● Problem requirements
Word for word, retype every line of the data.

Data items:
------------------------------------------------------------

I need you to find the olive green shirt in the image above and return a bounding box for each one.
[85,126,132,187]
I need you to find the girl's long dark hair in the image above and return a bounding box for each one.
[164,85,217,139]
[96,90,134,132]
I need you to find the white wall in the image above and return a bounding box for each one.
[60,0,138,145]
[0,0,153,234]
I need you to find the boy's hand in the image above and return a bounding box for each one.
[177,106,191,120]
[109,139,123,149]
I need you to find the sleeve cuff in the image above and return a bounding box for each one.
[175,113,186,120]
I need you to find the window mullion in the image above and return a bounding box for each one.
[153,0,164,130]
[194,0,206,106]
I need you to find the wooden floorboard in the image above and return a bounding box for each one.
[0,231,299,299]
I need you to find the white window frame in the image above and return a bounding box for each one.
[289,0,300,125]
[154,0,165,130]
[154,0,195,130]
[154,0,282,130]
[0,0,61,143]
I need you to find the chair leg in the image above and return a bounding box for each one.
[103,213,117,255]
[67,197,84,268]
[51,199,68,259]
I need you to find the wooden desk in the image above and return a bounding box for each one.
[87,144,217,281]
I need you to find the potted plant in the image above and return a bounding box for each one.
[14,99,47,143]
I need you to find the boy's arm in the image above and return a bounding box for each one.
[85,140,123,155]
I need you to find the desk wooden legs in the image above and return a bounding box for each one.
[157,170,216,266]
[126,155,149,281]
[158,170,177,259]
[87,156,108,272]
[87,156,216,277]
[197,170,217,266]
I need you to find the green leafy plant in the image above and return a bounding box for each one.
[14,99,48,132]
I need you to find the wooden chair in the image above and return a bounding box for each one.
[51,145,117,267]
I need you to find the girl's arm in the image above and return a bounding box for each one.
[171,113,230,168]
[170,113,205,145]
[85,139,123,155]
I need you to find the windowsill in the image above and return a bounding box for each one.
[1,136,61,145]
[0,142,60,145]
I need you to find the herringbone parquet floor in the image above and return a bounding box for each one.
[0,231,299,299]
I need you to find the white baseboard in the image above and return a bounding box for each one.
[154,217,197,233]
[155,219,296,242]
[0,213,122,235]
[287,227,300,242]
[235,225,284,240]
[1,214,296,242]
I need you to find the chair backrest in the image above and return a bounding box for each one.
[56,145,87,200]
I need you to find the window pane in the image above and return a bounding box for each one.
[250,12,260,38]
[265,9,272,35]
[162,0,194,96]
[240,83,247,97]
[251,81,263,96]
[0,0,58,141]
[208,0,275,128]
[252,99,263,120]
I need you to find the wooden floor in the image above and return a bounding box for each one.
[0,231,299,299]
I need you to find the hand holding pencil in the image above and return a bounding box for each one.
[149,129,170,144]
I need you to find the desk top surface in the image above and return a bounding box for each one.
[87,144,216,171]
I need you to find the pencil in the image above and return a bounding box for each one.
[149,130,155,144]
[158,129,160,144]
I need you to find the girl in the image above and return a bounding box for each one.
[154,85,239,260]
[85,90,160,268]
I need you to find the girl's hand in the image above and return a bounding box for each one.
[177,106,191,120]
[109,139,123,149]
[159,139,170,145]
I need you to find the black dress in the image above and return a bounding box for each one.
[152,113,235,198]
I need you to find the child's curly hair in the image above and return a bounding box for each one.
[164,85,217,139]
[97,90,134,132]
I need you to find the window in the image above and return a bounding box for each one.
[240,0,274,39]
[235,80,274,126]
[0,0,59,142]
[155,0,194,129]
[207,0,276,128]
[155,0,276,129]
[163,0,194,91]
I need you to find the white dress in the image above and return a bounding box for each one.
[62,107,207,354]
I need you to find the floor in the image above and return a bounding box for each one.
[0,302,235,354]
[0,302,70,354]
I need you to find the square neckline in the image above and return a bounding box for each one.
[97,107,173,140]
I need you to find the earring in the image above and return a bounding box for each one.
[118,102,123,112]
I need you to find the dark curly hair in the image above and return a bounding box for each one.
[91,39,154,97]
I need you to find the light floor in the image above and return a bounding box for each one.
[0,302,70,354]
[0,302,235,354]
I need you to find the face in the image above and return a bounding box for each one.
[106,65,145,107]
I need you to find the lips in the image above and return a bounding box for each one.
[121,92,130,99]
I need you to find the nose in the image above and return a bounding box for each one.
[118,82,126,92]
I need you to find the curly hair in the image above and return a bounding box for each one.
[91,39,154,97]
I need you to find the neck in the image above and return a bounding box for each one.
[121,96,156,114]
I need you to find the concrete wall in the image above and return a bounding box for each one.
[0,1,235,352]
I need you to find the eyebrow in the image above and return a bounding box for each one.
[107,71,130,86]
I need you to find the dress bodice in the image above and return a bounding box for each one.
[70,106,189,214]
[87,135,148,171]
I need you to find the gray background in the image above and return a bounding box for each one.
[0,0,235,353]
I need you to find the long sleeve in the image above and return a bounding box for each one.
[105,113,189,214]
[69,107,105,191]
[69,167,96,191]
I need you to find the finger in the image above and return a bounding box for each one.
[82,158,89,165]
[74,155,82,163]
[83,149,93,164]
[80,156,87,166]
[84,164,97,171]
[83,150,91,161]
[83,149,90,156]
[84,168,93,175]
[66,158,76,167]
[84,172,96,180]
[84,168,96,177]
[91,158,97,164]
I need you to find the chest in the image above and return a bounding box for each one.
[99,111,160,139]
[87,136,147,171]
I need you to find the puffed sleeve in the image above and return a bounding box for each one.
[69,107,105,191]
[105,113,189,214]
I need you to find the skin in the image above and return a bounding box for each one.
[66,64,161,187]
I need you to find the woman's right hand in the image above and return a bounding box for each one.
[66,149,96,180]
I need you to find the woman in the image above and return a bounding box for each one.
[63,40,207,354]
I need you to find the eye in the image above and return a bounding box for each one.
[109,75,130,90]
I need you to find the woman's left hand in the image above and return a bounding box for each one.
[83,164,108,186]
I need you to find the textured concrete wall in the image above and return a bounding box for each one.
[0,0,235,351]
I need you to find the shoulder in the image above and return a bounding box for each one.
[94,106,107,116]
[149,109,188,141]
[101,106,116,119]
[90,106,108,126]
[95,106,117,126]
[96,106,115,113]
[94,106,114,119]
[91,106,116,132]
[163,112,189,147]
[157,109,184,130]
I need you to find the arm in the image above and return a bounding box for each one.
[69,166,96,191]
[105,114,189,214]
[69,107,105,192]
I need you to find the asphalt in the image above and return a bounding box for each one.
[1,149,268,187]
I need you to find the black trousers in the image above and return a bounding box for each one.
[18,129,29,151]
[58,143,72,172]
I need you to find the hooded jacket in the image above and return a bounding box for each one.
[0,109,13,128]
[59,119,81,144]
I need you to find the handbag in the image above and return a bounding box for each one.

------------------------------------------------------------

● Exercise result
I need you to find the olive green shirt in the image above and return a bounding box for each one.
[85,126,132,187]
I need you to find the girl's long dark hair in the image above and return a bounding box for each one.
[164,85,217,139]
[96,90,134,132]
I need you to find the white wall in the image above and return a bounding box for each one.
[60,0,138,145]
[0,0,153,234]
I need you to find the boy's hand in the image above and return a bounding box for each one.
[177,106,191,120]
[109,139,123,149]
I need you to find the sleeve cuff in the image above and return a bounding box for each one.
[175,113,186,120]
I need you to find the window mullion in the image above and return a bounding box for each one.
[153,0,164,130]
[194,0,206,106]
I need you to find the wooden floorboard in the image above and return a bounding box for each one.
[0,231,299,299]
I need you to find the white window frame in the image above and return a bounding box for each one.
[289,0,300,125]
[154,0,165,130]
[154,0,195,130]
[154,0,282,130]
[0,0,61,143]
I need you to find the chair leg in the image above and return a bounding box for each one.
[103,213,117,255]
[67,197,84,268]
[51,199,68,259]
I need you to find the wooden desk in the image above and return a bounding box for each one.
[87,144,217,281]
I need you to find the potted plant in the image above and return a bounding box for each one.
[14,99,47,143]
I need you to find the boy's arm in the image above and return a bounding box for each one.
[85,140,123,155]
I need you to find the desk wooden legs in the image above and return a bounding box for each one.
[157,170,216,266]
[126,155,149,281]
[158,170,177,259]
[87,156,108,272]
[87,156,216,277]
[197,170,217,266]
I need you to find the green leafy plant in the image above and return a bounding box for each one.
[14,99,48,132]
I need you to find the wooden chair in the image above and return a bounding box for each one.
[51,145,117,267]
I need you to find the girl's arm in the image above and return a bounding box for each one.
[171,113,230,168]
[170,113,205,145]
[85,139,123,155]
I need you to find the windowsill in the image above and return a bounding box for each one.
[1,136,61,145]
[0,142,60,145]
I need you to find the herringbone parquet floor in the image above and return a bounding box for each one.
[0,231,299,299]
I need you to find the white baseboard in the image above and return a bounding box for each one.
[154,217,197,233]
[155,219,296,242]
[0,213,122,235]
[287,227,300,242]
[235,225,284,240]
[1,214,296,242]
I need you to find the chair backrest in the image above and return a bounding box for each one.
[56,145,87,200]
I need you to find the window pane in the image above and return a bounding box for each one.
[250,12,260,38]
[265,9,272,35]
[162,0,194,96]
[240,83,247,97]
[251,81,263,96]
[0,0,58,141]
[208,0,275,128]
[252,99,263,120]
I need you to find the wooden floor in the image above and return a bounding box for each one.
[0,231,299,299]
I need you to find the hand holding pencil in the image above and return a bounding box for each one.
[149,129,170,144]
I need you to find the desk top surface in the image above and return a bounding box for each one.
[87,144,216,171]
I need you to find the pencil in the image above and return a bounding box for each one.
[149,130,155,144]
[158,129,160,144]
I need you to find the girl in the image above and return a bounding box for each one.
[154,85,239,260]
[85,90,160,268]
I need you to find the girl's hand in the image above and return a bounding box for each one.
[177,106,191,120]
[109,139,123,149]
[159,139,170,145]
I need you to find the black dress in the image above and return a bounding box for each one.
[152,113,235,198]
I need you to find the child's curly hair in the image above and return a bounding box for each one.
[164,85,217,139]
[97,90,134,132]
I need you to find the window in the image above and return a bounding box for each one.
[240,0,274,39]
[235,80,274,126]
[0,0,59,142]
[155,0,194,129]
[207,0,276,128]
[155,0,276,129]
[163,0,194,91]
I need you to find the white dress in the image above and return a bounding box for each one.
[62,107,207,354]
I need you to find the floor in the image above and return a bounding box for each one.
[0,302,235,354]
[0,302,70,354]
I need you to find the square neckline in the image above and return a bounding box for each one.
[97,107,173,140]
I need you to find the earring in the image above and return a bounding box for each one.
[118,102,123,112]
I need you to find the dark curly hair in the image above and return a bounding box for each one.
[91,39,154,97]
I need you to find the light floor in the image above and return a bounding box for each one.
[0,302,70,354]
[0,302,235,354]
I need you to find the face in the image above and return a bounding box for each one.
[106,65,145,107]
I need you to find the lips in the image above and return a bounding box for each one.
[121,92,130,99]
I need you to find the nose in the image above and return a bounding box for each one.
[118,82,126,92]
I need you to find the curly hair in the image above and return a bounding box for each one.
[91,39,154,97]
I need you to find the neck in the image above and return a bounding box for each one.
[121,96,156,114]
I need you to find the concrete wall in the image above and return a bounding box for each one.
[0,1,235,352]
I need you to find the eyebrow in the image above and return a bounding box for each one.
[107,71,130,86]
I need you to find the dress bodice in the image above and return a bounding box for each one.
[70,106,189,214]
[87,135,148,171]
I need you to find the gray background in the image above and return a bounding box for each one.
[0,0,235,353]
I need you to find the long sleeve in the image above and return a bounding box for each one.
[105,113,189,214]
[69,107,105,191]
[69,167,96,191]
I need you to find the finger in the image above and return a bounding box for each one.
[82,158,89,165]
[74,155,82,163]
[83,149,93,164]
[80,156,87,166]
[84,164,97,171]
[83,150,91,161]
[83,149,90,156]
[84,168,93,175]
[66,158,76,167]
[84,172,96,180]
[84,168,96,177]
[91,158,97,164]
I need you to find the chest in the image above and return a bounding box for each one.
[99,111,160,139]
[87,136,147,171]
I need you to find the puffed sleeve in the image above and return a bounding box for each one.
[69,107,105,191]
[105,113,189,214]
I need you to find the skin in the image above and return a bounding box for each one.
[66,64,161,187]
I need you to find the woman's right hand in the image above and return a bounding box for each one.
[66,149,96,180]
I need you to find the woman in the image above and return a bounding box for each one.
[63,40,207,354]
I need you to find the eye in the image above and return a bounding box for each one.
[109,75,130,90]
I need you to find the woman's left hand in the image above and return a bounding box for each one.
[83,164,108,186]
I need you to find the textured concrete wall in the image above and return a bounding box for each one.
[0,0,235,351]
I need you to find the shoulder in the image above and return a bounding box for each one.
[94,106,107,116]
[149,109,188,141]
[101,106,116,119]
[90,106,108,126]
[95,106,117,126]
[96,106,115,113]
[94,106,114,119]
[91,106,116,132]
[163,112,189,147]
[157,109,184,130]
I need you to find the arm in the image above and return a bounding box for each one.
[69,166,96,191]
[105,114,189,214]
[69,107,105,192]
I need you to find the asphalt in the image above and return a bounding box for each one.
[1,149,268,187]
I need you to find the black trousers in the image above and return a bounding box for each one.
[18,129,29,151]
[58,143,72,172]
I need you to find the hooded jacket in the image above and return a bounding box for each one.
[0,109,13,128]
[59,119,81,144]
I need you to find the handbag in the image above and return a bounding box for each one.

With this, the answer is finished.